# Start of Passage shown

The project, a 440,000-square-foot, double-deck project sporting a Home Depot atop a Costco store, will involve the on-site relocation of a bus terminal shared by Metropolitan Transportation Authority and Santa Monica’s Big Blue Bus. Plans also call for restaurants and peripheral retail attractions.

To secure planning approval, LCOR agreed to lower the building’s height from 71 to 65 feet and add more hedges as buffers The developer also agreed to set aside $300,000 to pay for traffic signals, signs and speed bumps after Pico Plaza opens.


A Sound Deal

The company that started by making loudspeakers for jazz-funksters Steely Dan has signed a $2.1 million lease for 55,563 square feet in Chatsworth.

M & K; Sound Corp., which has become a speaker manufacturer trusted by filmmaker George Lucas, ran out of room at its original Culver City home and will move its 90 employees on May 1 to 9351 Derring Ave., according to Scott Caswell, a leasing agent with Delphi Business Properties. Caswell represented the speaker company and the landlord, Gary Siegel.

M & K; needed new space, but could not find affordable accommodations on the Westside, according to M & K; Executive Vice President Chuck Back.

The company was born in 1974 when Walter Becker and Donald Fagen of Steely Dan asked Ken Kreisel to build them a dual-driver subwoofer for production of their “Pretzel Logic” album.

The privately held company designs and builds high-performance loudspeakers for the commercial market, but specializes in cutting-edge technology for multi-channel recordings.

# End of Passage shown
# Start of Data lines

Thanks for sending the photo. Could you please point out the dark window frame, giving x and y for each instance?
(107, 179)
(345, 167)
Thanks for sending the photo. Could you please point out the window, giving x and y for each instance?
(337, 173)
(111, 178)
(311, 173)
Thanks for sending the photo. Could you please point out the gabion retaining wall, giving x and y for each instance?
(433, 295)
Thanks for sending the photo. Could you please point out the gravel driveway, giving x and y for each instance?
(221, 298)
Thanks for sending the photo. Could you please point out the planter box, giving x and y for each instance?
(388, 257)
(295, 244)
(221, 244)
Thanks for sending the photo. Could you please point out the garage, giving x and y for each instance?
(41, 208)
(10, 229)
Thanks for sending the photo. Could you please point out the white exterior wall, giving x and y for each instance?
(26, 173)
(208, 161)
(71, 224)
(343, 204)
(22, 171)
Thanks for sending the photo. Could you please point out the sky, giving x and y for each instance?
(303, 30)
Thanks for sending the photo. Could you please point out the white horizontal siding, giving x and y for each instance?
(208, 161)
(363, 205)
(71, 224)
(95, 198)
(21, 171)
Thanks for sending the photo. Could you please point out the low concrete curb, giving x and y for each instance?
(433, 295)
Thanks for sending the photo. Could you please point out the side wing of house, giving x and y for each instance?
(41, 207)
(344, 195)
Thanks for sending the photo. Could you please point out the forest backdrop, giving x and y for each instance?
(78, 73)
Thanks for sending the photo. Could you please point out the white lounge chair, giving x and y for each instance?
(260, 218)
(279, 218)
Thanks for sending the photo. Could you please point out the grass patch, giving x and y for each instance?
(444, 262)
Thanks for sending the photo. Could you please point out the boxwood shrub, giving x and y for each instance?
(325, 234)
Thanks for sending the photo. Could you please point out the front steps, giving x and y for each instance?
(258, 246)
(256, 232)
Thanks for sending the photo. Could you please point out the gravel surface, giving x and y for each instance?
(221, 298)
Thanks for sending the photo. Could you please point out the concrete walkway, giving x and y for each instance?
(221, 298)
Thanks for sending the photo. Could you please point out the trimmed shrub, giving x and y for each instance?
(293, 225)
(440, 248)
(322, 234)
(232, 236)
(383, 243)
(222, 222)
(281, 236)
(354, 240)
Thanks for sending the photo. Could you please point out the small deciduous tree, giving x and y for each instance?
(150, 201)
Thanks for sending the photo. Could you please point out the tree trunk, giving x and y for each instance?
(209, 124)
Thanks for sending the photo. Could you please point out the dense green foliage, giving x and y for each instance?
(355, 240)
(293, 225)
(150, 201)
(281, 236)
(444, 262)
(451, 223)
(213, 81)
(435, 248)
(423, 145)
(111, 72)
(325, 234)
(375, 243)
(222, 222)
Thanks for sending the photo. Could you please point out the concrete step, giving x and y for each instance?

# End of Data lines

■ Required task 1:
Based on the passage shown, mark each statement (a), (b) and (c) yes or no, and quote the words of the passage that decide it.
(a) LCOR agreed to reduce the building's height to 65 feet.
(b) The speaker company will move 120 employees to its new space.
(c) The speaker company began in 1974.
■ Required task 2:
In one to three sentences, explain why the passage shown says the speaker company is moving to a new space.

■ Exercise response 1:
(a) Yes: "LCOR agreed to lower the building’s height from 71 to 65 feet"
(b) No: "will move its 90 employees on May 1 to 9351 Derring Ave."
(c) Yes: "The company was born in 1974"

■ Exercise response 2:
The speaker company ran out of room at its original Culver City home. It needed new space but could not find affordable accommodations on the Westside.